__The problem__: Can you substitute "image" for "photograph" throughout the entries below, leaving everything else the same and omitting the pictures from your answer?

....

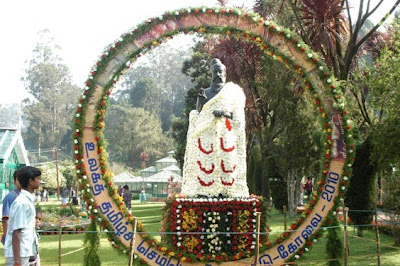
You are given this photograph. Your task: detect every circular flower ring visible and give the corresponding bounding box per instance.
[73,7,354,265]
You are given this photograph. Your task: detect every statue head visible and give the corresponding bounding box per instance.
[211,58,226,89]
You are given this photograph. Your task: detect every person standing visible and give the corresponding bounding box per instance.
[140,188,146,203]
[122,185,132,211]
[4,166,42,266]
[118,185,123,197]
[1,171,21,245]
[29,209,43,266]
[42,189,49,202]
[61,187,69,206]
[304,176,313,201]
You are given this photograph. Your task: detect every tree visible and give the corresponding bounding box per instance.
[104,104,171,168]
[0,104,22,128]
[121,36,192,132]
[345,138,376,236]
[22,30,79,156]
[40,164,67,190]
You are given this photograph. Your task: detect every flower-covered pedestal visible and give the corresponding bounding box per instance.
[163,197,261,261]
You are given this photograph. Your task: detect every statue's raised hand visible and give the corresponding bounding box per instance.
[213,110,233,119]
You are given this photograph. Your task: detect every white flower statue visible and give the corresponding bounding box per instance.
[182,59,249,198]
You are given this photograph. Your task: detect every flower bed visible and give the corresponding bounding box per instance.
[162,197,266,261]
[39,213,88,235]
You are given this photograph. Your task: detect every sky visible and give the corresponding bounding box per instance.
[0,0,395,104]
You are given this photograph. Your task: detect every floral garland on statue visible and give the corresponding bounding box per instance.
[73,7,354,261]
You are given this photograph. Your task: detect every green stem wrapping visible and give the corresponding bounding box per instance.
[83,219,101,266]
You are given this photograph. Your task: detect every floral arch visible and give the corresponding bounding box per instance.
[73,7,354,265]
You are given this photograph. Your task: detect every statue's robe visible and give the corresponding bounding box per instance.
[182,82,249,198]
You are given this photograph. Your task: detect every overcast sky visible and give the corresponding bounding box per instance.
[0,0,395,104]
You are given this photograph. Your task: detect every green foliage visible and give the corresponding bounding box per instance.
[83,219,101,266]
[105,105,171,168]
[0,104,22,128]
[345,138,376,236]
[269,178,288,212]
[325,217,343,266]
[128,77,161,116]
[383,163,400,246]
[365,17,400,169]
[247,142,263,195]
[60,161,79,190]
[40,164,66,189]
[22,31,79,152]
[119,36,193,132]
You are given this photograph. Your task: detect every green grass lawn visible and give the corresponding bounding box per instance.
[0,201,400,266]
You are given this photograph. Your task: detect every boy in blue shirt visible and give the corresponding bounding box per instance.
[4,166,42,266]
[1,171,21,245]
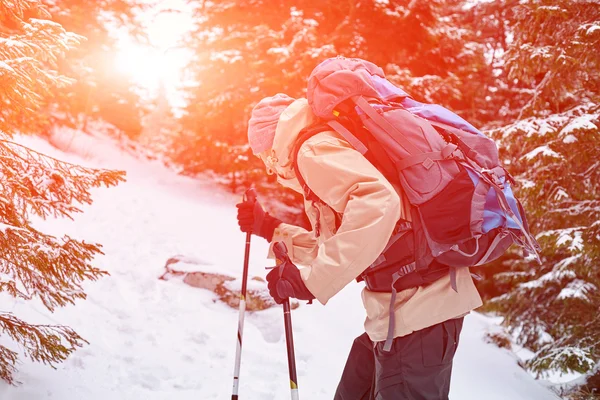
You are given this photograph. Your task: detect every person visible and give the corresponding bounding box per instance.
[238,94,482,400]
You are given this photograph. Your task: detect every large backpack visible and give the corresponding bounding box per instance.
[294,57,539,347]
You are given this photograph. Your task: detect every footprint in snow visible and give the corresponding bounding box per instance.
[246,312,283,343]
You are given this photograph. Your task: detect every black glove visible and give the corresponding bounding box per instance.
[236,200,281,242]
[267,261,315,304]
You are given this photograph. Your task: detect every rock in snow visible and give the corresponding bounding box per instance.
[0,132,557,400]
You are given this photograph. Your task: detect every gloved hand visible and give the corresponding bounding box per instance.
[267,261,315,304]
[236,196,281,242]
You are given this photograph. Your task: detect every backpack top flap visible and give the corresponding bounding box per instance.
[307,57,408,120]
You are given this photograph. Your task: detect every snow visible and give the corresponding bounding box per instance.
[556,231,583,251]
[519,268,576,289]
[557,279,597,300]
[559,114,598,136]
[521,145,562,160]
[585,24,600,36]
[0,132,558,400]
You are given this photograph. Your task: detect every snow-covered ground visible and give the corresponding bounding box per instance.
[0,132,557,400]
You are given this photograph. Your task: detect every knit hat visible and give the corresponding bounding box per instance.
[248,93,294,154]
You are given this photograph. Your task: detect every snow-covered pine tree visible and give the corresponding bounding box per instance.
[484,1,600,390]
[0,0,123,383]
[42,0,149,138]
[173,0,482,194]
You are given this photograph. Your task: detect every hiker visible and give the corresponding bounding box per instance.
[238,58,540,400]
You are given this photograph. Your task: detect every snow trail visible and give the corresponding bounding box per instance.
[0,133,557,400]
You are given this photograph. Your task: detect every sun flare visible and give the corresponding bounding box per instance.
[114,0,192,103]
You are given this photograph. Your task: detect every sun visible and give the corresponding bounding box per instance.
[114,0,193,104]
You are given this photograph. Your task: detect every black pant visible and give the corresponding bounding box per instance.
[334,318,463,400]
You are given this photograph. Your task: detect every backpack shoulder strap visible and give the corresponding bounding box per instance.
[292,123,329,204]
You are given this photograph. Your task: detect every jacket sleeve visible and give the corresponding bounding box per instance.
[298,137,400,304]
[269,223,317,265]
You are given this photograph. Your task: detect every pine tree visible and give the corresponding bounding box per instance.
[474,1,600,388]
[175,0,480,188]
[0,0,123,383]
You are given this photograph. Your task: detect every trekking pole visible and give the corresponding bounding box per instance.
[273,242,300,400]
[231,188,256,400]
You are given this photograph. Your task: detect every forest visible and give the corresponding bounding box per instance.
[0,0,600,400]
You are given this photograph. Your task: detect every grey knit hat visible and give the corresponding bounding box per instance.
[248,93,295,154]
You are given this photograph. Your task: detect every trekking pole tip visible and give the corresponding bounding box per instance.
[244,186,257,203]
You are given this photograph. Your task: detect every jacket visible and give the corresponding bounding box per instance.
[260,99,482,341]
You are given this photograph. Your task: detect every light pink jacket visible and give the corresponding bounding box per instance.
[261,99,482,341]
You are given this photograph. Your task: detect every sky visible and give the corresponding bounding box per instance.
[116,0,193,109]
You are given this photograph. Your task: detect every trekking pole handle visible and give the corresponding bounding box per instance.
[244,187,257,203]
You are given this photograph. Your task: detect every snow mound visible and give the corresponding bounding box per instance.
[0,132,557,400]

....

__Task answer__:
You are given this image. Your task: detect every circular flower ring visible and give the corresponding bounding box per instance.
[73,7,354,265]
You are given this image. Your task: detect every statue head visible and give the corresponding bounding box per instance.
[211,58,226,89]
You are given this image. Your task: detect every person standing visible and give the corresponding bounding box per instance.
[140,188,146,203]
[122,185,132,211]
[4,166,42,266]
[118,185,123,197]
[1,171,21,245]
[29,209,43,266]
[42,189,49,202]
[61,187,69,206]
[304,176,313,201]
You are given this image. Your task: detect every tree visible and give the corresponding bounding box per instance.
[104,104,171,168]
[0,104,22,128]
[121,36,192,132]
[345,138,376,236]
[22,30,79,156]
[40,164,67,190]
You are given this image. Your task: detect every flower-covered pedestal visible and give the corresponding bounding box per instance.
[163,197,261,261]
You are given this image. Your task: detect every statue's raised hand visible and give the corresponding bounding box per instance.
[213,110,233,119]
You are given this image. Your task: detect every white flower statue visible and give the corresponding bounding box per instance.
[182,59,249,198]
You are given this image. Your task: detect every flower bed visible and give the corresponding bounding box per instance.
[162,197,266,261]
[39,213,88,235]
You are given this image. Your task: detect every sky visible and give the corresponding bounding box per instance.
[0,0,395,104]
You are given this image. Your task: detect every floral garland on statue visible and give the corresponding bounding box per instance.
[73,7,354,261]
You are given this image. Your task: detect every green stem wrapping visible and give the corresponding bounding box per instance.
[83,219,101,266]
You are given this image. Your task: detect every floral arch visible and give the corresponding bounding box per instance.
[73,7,354,265]
You are given this image. Your task: detect every statue's robe visible and give the corresponding bounding box per instance.
[182,82,249,198]
You are given this image. Your task: detect every overcast sky visible and give the corresponding bounding box per instance.
[0,0,395,104]
You are given this image. Your task: detect every green foliage visible and give the corresponding bounding box per instance.
[83,219,101,266]
[105,105,171,168]
[0,104,22,128]
[345,138,376,236]
[269,178,288,212]
[325,217,343,266]
[128,77,161,116]
[383,163,400,246]
[365,17,400,169]
[247,142,263,195]
[60,161,79,190]
[40,164,66,189]
[22,31,79,152]
[119,36,193,132]
You are given this image. Your task: detect every green grass lawn visible and give the corresponding bounding box per instance.
[0,201,400,266]
You are given this image. Your task: detect every boy in blue shirt visible and give the corresponding bounding box per instance.
[4,166,42,266]
[1,171,21,245]
You are given this image. Your task: detect every person visible and give the corresponding bounding box per instance.
[238,94,482,400]
You are given this image. Your task: detect every large backpack visible and give the corresponding bounding box per instance.
[294,57,539,347]
You are given this image. Your task: detect every footprint in snow visible and give the corresponding bounding box per instance.
[246,312,283,343]
You are given this image. Your task: detect every black glove visible and give the corresponding bounding box per instance.
[236,200,281,242]
[267,261,315,304]
You are given this image. Your task: detect every rock in snow visible and give the corresponding bounding box per instance.
[0,132,557,400]
You are given this image. Your task: detect every gloved hand visible and give the corresponding bounding box per instance.
[267,261,315,304]
[236,196,281,242]
You are given this image. Your task: detect every backpack top flap visible and give the corresponding bounding box per instance.
[307,57,408,120]
You are given this image. Your task: detect every snow visible and give the corresponding bounding box per instance.
[556,231,583,251]
[519,268,576,289]
[557,279,597,300]
[559,114,598,136]
[521,145,562,160]
[585,24,600,36]
[0,132,558,400]
You are given this image. Your task: detect every snow-covered ground visible and give the corresponding bounding box per instance.
[0,132,557,400]
You are given this image. Your task: detect every knit hat visible and give the corresponding bounding box per instance.
[248,93,294,154]
You are given this image. Your task: detect every snow-covered pine tree visible and give the corresponding bounding box per instance.
[484,1,600,390]
[0,0,123,383]
[42,0,149,138]
[173,0,482,194]
You are given this image. Your task: detect every hiker visible and give the corresponding bounding box per instance.
[238,58,540,400]
You are given this image. Your task: detect every snow trail visible and give the corresponding bounding box per instance.
[0,133,557,400]
You are given this image. Your task: detect every sun flare visible and give the corresponding bounding box per instance.
[114,0,192,103]
You are given this image. Your task: detect every sun visible and give the corresponding bounding box per instance.
[114,0,193,104]
You are given this image. Your task: detect every black pant visible and give the corresponding bounding box per instance.
[334,318,463,400]
You are given this image. Your task: detect every backpack shoulder strap visible and give the corresponding bounding box per instance.
[292,123,329,204]
You are given this image. Your task: detect every jacket sleeve visible and give the corresponding bounding box per instance.
[298,137,400,304]
[269,223,317,265]
You are given this image. Your task: detect every pine tree visible and give the corresponding bounding box per instance.
[474,1,600,388]
[175,0,480,188]
[0,0,123,383]
You are given this image. Your task: detect every trekking pole visible and give the corresponding bounding box per instance.
[273,242,300,400]
[231,188,256,400]
You are given this image. Your task: detect every forest visible and give the corresponding bounding box per instance.
[0,0,600,400]
You are given this image. Your task: detect every grey knit hat visible and give the corresponding bounding box per instance.
[248,93,295,154]
You are given this image. Your task: detect every trekking pole tip visible and give the corresponding bounding box per instance.
[244,186,257,203]
You are given this image. Your task: detect every jacket visible and give the corresponding bounding box per instance.
[260,99,482,341]
You are given this image. Your task: detect every light pink jacket visible and give the corresponding bounding box per instance.
[261,99,482,341]
You are given this image. Your task: detect every sky visible and give the corresponding bounding box per instance.
[116,0,193,109]
You are given this image. Your task: detect every trekking pole handle visible and give the corresponding bounding box per instance.
[244,187,257,203]
You are given this image. Your task: detect every snow mound visible and give the corresponding bounding box per instance.
[0,132,557,400]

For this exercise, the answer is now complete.